DATA SECTION —
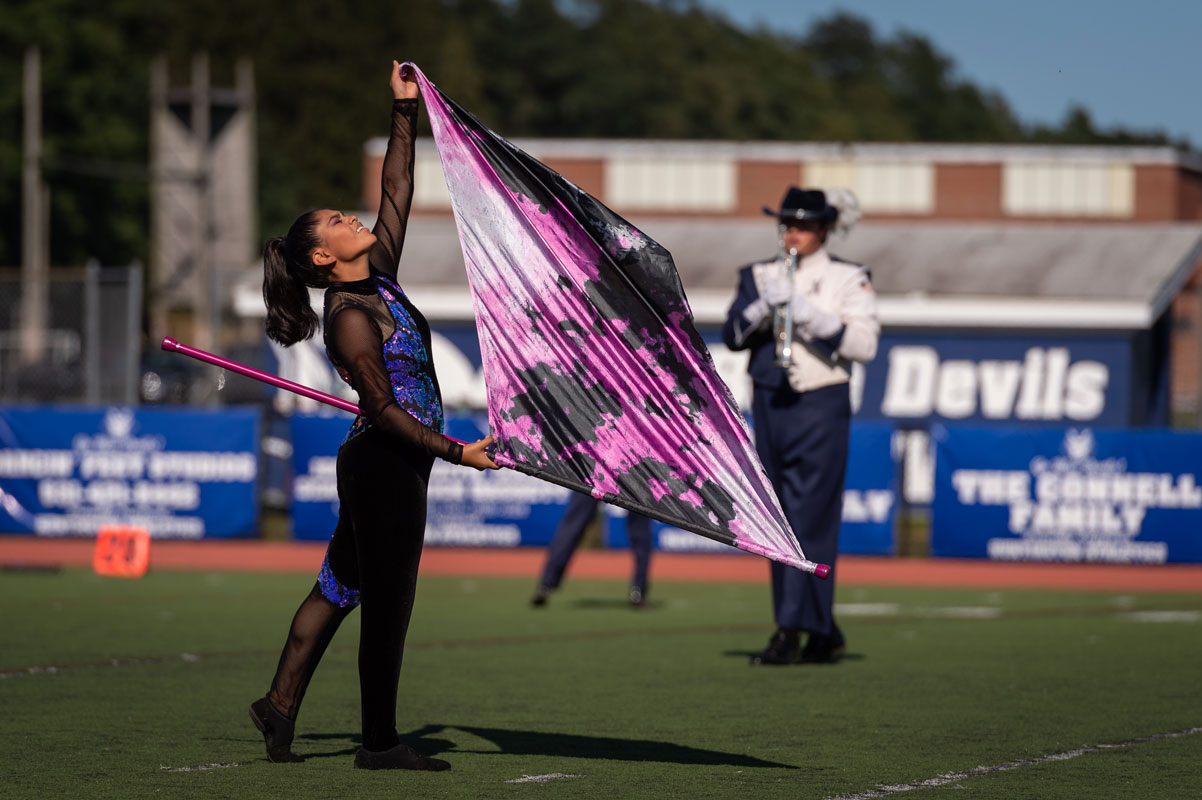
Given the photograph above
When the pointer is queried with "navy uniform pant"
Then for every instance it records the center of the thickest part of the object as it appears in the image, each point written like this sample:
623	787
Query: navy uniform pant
571	530
802	440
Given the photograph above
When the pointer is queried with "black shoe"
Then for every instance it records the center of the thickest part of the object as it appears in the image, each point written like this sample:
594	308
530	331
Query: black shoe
402	757
825	649
784	648
540	596
277	732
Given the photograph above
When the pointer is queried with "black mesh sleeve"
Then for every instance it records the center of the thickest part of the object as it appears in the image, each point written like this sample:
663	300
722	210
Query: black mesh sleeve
396	189
355	341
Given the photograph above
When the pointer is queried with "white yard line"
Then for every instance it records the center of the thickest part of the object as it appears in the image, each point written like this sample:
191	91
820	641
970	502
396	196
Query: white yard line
886	790
541	778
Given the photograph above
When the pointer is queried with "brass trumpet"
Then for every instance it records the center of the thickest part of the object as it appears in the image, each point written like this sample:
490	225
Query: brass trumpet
783	317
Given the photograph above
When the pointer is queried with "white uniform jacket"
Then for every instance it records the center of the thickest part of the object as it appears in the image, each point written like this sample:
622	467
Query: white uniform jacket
835	326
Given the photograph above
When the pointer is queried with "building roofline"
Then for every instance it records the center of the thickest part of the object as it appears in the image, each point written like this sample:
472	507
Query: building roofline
950	153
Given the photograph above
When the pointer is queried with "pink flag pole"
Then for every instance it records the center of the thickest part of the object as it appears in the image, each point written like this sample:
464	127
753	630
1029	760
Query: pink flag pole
173	346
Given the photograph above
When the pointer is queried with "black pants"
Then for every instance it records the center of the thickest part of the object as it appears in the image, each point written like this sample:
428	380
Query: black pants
570	531
802	440
375	551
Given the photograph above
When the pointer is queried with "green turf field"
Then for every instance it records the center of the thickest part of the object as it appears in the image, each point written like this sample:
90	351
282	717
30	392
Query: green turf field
138	688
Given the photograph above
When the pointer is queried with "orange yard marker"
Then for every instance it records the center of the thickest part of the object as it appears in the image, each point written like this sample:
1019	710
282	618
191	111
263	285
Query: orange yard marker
122	551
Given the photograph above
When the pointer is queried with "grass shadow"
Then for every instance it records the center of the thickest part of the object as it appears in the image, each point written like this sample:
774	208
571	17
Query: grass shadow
748	654
536	742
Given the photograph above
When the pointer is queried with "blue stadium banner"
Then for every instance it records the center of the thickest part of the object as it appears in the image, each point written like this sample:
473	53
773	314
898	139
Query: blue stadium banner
1022	378
465	507
179	473
869	503
1077	494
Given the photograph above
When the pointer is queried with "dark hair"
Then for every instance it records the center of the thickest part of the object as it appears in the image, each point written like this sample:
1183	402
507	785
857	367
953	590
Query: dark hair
287	274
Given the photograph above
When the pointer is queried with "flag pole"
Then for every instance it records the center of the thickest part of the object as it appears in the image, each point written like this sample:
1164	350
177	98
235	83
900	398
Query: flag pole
174	346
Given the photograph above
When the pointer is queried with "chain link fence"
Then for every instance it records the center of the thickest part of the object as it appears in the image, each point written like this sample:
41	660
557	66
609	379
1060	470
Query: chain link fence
91	344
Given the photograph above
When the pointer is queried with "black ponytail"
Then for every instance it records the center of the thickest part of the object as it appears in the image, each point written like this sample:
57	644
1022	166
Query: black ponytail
287	274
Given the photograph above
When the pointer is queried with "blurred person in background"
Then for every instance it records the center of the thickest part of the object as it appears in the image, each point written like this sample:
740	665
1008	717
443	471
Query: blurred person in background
380	345
567	537
801	400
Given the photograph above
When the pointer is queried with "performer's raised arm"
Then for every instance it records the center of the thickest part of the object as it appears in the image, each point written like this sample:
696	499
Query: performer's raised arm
397	177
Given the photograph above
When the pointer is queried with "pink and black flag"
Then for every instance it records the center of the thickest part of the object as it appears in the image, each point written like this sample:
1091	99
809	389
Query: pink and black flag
596	376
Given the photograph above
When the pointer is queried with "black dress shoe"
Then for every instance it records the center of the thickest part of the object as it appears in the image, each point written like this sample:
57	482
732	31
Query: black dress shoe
277	732
784	648
825	649
402	757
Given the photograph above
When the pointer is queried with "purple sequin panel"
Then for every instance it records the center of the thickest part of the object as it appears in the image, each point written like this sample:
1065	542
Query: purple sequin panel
595	374
334	591
409	365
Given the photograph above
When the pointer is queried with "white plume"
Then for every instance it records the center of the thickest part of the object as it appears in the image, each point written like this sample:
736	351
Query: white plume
849	209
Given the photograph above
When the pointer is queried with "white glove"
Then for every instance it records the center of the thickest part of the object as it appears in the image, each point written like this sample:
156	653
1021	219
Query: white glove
777	291
811	321
756	311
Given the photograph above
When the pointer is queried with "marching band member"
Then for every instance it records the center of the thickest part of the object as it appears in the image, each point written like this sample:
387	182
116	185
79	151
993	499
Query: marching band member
805	317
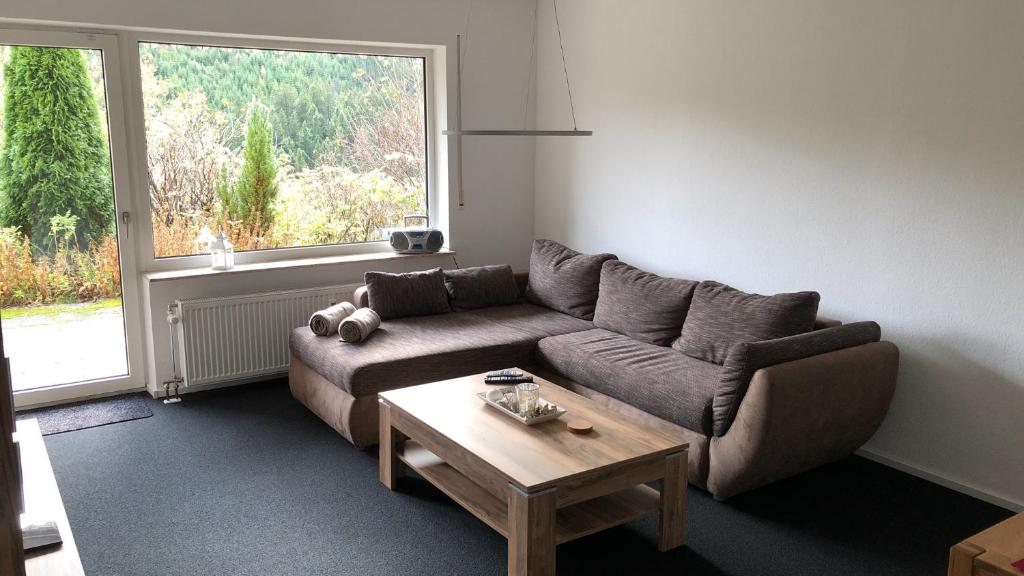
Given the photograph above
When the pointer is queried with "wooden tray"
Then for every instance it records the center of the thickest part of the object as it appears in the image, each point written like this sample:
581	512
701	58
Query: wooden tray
559	411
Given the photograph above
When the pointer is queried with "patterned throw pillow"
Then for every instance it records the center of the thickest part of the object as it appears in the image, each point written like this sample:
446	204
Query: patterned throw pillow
481	286
564	280
721	317
413	293
640	304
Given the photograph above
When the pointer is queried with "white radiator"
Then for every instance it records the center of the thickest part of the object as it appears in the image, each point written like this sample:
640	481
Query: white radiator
245	337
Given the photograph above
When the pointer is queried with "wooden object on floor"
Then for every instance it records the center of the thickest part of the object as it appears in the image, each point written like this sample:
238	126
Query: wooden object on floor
42	500
538	486
11	552
580	426
990	552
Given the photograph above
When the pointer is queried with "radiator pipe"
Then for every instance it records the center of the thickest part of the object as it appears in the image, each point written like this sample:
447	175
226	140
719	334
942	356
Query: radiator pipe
172	320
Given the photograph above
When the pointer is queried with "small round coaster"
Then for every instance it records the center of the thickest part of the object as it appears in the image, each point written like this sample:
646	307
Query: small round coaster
580	426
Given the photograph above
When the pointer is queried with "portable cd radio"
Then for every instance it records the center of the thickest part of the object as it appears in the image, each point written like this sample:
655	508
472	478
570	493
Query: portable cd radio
416	240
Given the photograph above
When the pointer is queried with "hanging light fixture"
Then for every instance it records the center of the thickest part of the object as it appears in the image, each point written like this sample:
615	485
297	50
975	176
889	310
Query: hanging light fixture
460	131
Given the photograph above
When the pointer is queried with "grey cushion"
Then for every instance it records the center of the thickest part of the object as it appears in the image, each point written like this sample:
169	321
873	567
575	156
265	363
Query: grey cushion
641	304
414	351
481	286
413	293
656	379
747	358
721	317
534	320
564	280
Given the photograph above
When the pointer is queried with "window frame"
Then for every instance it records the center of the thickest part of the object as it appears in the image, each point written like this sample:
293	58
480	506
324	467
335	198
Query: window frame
139	162
124	201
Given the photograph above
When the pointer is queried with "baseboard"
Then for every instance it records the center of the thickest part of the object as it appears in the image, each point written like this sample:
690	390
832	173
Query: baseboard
934	478
83	398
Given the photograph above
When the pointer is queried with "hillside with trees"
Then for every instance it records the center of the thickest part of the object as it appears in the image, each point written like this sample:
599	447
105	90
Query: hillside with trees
276	149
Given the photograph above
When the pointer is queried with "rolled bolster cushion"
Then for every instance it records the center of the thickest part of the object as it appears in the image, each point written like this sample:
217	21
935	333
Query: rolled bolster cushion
356	327
326	322
747	358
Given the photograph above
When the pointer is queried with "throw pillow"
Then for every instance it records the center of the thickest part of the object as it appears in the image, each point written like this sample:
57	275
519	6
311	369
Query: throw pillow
721	316
481	286
564	280
413	293
640	304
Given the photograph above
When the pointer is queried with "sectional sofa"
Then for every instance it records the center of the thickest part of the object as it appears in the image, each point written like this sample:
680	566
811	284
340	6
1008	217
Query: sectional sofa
762	386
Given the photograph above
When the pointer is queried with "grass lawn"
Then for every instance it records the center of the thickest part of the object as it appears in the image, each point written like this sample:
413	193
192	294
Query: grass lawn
60	310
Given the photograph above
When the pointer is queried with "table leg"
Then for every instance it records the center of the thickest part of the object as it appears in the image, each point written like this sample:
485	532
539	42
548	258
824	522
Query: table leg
962	559
674	503
531	532
391	467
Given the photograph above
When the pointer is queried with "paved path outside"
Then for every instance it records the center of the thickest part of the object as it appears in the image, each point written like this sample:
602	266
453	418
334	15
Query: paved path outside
68	347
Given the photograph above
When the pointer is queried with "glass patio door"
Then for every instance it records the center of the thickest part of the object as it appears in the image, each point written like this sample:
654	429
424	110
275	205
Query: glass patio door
69	292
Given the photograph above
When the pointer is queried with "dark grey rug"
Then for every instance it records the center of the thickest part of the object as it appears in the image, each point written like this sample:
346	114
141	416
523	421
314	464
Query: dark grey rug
247	482
89	414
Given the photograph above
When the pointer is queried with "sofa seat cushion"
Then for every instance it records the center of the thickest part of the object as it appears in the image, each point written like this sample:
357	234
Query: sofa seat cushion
534	320
414	351
656	379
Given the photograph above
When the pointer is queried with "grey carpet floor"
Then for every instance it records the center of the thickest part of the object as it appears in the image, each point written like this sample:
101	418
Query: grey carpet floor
247	482
89	414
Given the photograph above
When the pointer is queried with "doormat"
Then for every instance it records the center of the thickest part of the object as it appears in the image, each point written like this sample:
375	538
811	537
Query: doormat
89	414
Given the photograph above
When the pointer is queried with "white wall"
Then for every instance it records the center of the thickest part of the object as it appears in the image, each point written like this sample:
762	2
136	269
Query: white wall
872	151
496	225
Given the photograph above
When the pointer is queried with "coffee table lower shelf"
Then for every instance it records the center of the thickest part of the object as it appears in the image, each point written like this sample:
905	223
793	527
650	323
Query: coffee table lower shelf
574	521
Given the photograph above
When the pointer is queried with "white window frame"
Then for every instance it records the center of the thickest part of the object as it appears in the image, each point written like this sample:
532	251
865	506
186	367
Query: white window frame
136	138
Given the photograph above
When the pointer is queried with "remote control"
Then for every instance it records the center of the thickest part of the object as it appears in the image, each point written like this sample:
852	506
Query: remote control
502	373
508	379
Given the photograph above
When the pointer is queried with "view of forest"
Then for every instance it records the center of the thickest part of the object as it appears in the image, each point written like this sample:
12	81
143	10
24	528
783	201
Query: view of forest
281	149
274	148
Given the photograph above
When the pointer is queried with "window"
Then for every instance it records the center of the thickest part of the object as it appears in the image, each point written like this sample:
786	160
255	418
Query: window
281	148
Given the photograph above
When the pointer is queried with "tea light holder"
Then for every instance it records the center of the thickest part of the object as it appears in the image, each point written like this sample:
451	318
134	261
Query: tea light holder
221	253
527	395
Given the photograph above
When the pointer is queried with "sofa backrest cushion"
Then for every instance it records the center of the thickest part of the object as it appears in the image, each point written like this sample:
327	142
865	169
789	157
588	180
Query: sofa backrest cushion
721	317
412	293
564	280
747	358
640	304
479	287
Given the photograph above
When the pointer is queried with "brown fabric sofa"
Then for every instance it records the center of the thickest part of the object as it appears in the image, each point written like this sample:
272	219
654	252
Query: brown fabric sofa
751	420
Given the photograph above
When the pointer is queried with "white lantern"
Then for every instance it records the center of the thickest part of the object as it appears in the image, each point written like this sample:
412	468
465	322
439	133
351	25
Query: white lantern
221	253
204	241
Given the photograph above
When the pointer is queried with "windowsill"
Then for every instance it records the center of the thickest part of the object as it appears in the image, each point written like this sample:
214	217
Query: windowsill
287	264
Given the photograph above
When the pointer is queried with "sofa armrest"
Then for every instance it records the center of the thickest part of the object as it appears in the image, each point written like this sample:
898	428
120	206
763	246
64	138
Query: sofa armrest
802	414
361	297
747	358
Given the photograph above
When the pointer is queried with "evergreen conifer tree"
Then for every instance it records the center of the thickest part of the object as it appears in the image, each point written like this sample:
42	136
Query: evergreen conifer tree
54	159
257	188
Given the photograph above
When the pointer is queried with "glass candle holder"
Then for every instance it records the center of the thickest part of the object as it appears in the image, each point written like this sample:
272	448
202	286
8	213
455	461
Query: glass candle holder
528	394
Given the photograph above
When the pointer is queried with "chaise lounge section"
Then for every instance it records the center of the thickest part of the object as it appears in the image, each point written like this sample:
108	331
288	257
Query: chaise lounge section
755	411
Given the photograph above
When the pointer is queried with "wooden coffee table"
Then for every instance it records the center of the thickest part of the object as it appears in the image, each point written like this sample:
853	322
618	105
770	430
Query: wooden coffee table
538	486
991	552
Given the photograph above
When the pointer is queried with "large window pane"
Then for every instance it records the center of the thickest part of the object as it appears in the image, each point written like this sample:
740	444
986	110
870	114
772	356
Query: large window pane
281	149
60	291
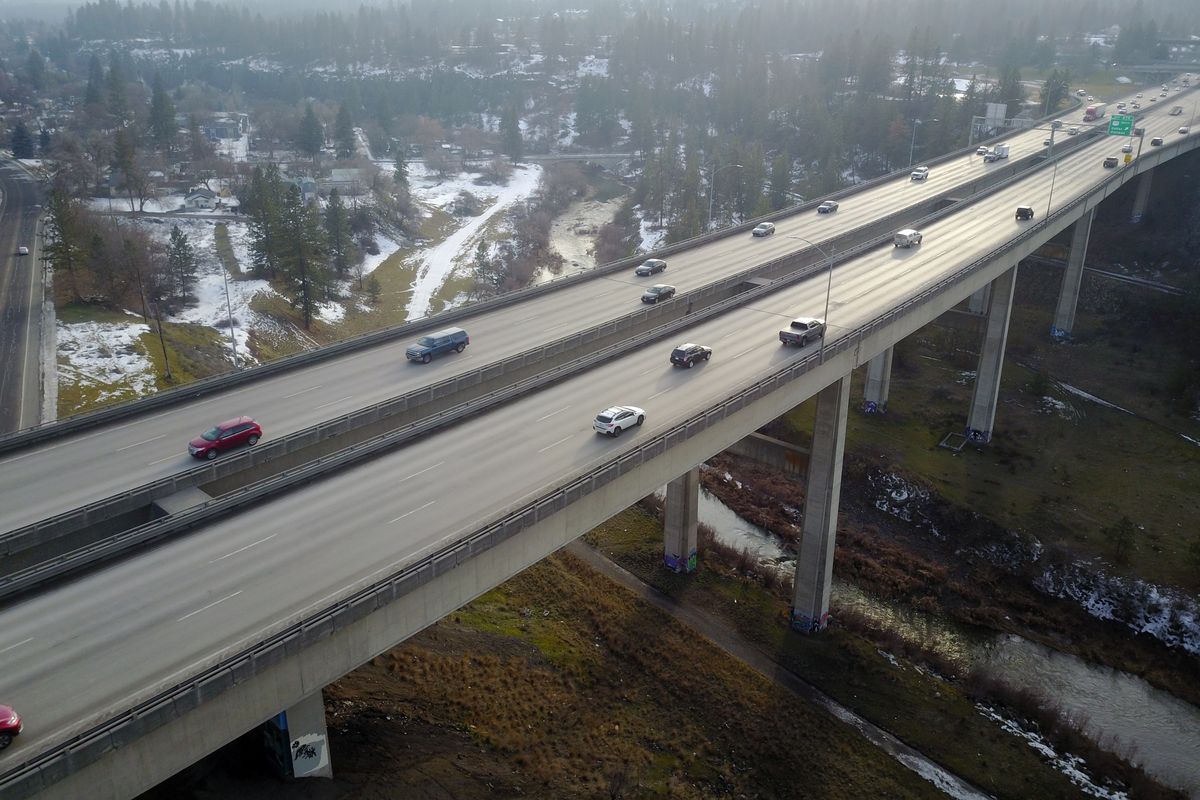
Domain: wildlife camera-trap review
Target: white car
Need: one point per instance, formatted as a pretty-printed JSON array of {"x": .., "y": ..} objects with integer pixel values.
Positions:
[{"x": 613, "y": 420}]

PROBLEM TO SOLVE —
Set down, exactly and in full, the lines from the one containing "Domain: wildlife camera-trap review" through the end of the entries; no other line belongs.

WRITTEN RESPONSE —
Domain: wildlife camera-trap review
Target: white car
Need: one point per instance, formatted as a pretty-printed JSON array of {"x": .., "y": ..} objects with integer pixel values.
Positions:
[{"x": 613, "y": 420}]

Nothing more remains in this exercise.